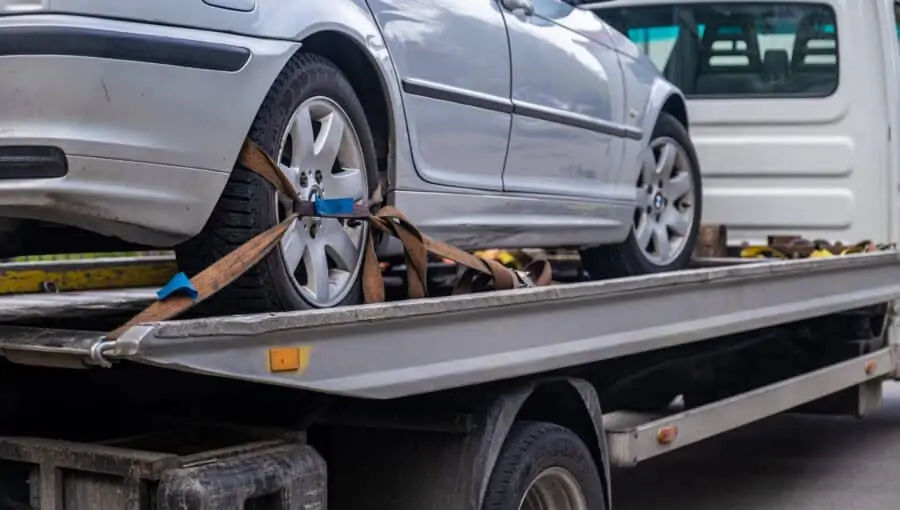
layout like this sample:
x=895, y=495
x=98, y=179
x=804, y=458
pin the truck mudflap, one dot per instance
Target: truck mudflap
x=42, y=474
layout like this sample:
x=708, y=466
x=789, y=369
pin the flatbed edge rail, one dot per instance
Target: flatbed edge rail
x=392, y=350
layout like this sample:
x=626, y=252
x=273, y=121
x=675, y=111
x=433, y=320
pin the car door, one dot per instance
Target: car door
x=453, y=60
x=568, y=129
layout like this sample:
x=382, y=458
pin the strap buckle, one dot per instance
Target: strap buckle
x=525, y=281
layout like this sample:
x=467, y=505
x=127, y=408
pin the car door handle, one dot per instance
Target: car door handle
x=519, y=5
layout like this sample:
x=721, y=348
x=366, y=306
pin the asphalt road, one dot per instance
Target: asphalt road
x=786, y=462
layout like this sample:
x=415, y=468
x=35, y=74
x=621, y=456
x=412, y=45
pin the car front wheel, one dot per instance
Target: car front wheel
x=667, y=210
x=314, y=127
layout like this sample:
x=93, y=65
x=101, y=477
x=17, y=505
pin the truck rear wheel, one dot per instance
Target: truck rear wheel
x=543, y=466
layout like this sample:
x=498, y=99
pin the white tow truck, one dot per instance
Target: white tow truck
x=519, y=399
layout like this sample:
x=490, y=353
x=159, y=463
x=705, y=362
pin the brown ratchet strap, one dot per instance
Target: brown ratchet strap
x=388, y=220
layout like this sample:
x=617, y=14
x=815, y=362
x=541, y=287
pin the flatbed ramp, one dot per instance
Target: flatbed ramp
x=392, y=350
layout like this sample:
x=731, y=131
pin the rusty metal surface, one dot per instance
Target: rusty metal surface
x=73, y=304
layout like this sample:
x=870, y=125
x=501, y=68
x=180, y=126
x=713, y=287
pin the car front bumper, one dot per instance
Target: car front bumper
x=150, y=119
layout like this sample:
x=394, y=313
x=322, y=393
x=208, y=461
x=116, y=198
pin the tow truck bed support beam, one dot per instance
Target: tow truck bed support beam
x=400, y=349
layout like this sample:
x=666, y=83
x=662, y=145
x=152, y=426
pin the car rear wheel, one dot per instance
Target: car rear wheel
x=314, y=127
x=667, y=210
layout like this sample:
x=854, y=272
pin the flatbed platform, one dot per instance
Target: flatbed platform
x=413, y=347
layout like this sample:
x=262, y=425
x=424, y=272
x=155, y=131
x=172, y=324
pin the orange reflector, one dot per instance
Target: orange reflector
x=871, y=366
x=288, y=359
x=667, y=435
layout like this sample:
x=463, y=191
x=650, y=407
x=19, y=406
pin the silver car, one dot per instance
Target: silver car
x=511, y=123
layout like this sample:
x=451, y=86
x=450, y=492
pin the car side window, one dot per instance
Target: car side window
x=715, y=50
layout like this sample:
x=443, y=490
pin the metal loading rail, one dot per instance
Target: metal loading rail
x=392, y=350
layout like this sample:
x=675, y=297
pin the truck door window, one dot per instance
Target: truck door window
x=716, y=50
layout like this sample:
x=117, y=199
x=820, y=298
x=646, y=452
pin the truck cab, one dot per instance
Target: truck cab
x=793, y=108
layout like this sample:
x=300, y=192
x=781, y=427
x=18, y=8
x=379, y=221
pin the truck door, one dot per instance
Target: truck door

━━━━━━━━

WHAT TO PRODUCE ->
Make a word-for-word copy of the entries, without any pictures.

FULL OUTPUT ->
layout like this sample:
x=895, y=495
x=98, y=179
x=804, y=458
pin the truck mudflap, one dot per instance
Target: truck mudflap
x=42, y=474
layout like this sample:
x=708, y=466
x=789, y=369
pin the flatbed edge rail, one dot per instance
Target: flatbed edge rail
x=392, y=350
layout like this sample:
x=626, y=252
x=273, y=121
x=675, y=111
x=433, y=320
pin the car door, one dot per instance
Target: car door
x=453, y=60
x=568, y=129
layout like this sample:
x=382, y=458
pin the strap buckle, one dot per instance
Target: strap buckle
x=525, y=281
layout like this sample:
x=467, y=505
x=127, y=408
pin the car door handle, one dot per instance
Target: car door handle
x=519, y=5
layout like this sample:
x=721, y=348
x=366, y=306
pin the asphalt road, one dot per instance
Target: asphalt road
x=786, y=462
layout like this sample:
x=415, y=468
x=35, y=74
x=621, y=456
x=412, y=45
pin the car front wheel, one dot per instance
Target: car front wheel
x=667, y=210
x=314, y=127
layout like this sample:
x=93, y=65
x=101, y=477
x=17, y=505
pin the truck rear wheel, one dot per instance
Target: truck rear wheel
x=543, y=466
layout like this sample:
x=498, y=99
pin the white tow truck, one dot per instance
Target: white tow truck
x=519, y=399
layout like this sample:
x=490, y=353
x=159, y=463
x=705, y=362
pin the brown ratchet strap, one dot per instance
Target: brown ratchet strap
x=388, y=220
layout like this sample:
x=617, y=14
x=815, y=362
x=541, y=287
pin the flatbed ramp, one dot per instance
Target: flatbed ramp
x=392, y=350
layout like this sample:
x=731, y=131
pin the rusty metal surface, one dot per instance
Target: rusty metal surface
x=73, y=304
layout like this sample:
x=870, y=125
x=501, y=68
x=180, y=126
x=713, y=287
pin the car front bumper, one dot per instance
Target: car front bumper
x=150, y=119
layout like this sample:
x=394, y=313
x=322, y=393
x=208, y=461
x=116, y=198
pin the tow truck bed support beam, one dot per instance
Target: tow truck bed support beam
x=400, y=349
layout like this sample:
x=666, y=83
x=662, y=145
x=152, y=426
pin the car rear wheel, one dot per instance
Target: car rear wheel
x=314, y=127
x=667, y=210
layout like this sample:
x=854, y=272
pin the flatbed platform, one dot per instance
Target: flatbed platform
x=413, y=347
layout like this sample:
x=262, y=425
x=424, y=272
x=155, y=131
x=172, y=324
pin the orange reflector, one dot per instance
Target: orange reflector
x=871, y=366
x=288, y=359
x=667, y=435
layout like this sample:
x=463, y=191
x=650, y=407
x=19, y=406
pin the silver car, one dot per instance
Target: silver car
x=511, y=123
layout like this sample:
x=451, y=86
x=450, y=492
pin the car side window, one dot per instance
Target: car side window
x=715, y=50
layout like this sample:
x=443, y=490
pin the metal loading rail, one dot per instance
Target: metal loading rail
x=392, y=350
layout like this sample:
x=675, y=297
pin the truck door window, one dot per instance
Target: truck door window
x=716, y=50
layout like this sample:
x=117, y=199
x=820, y=298
x=646, y=452
pin the truck cab, one dot per instance
Target: truck cab
x=793, y=108
layout like this sample:
x=300, y=192
x=781, y=427
x=18, y=8
x=379, y=221
pin the truck door, one dot per instance
Target: truck door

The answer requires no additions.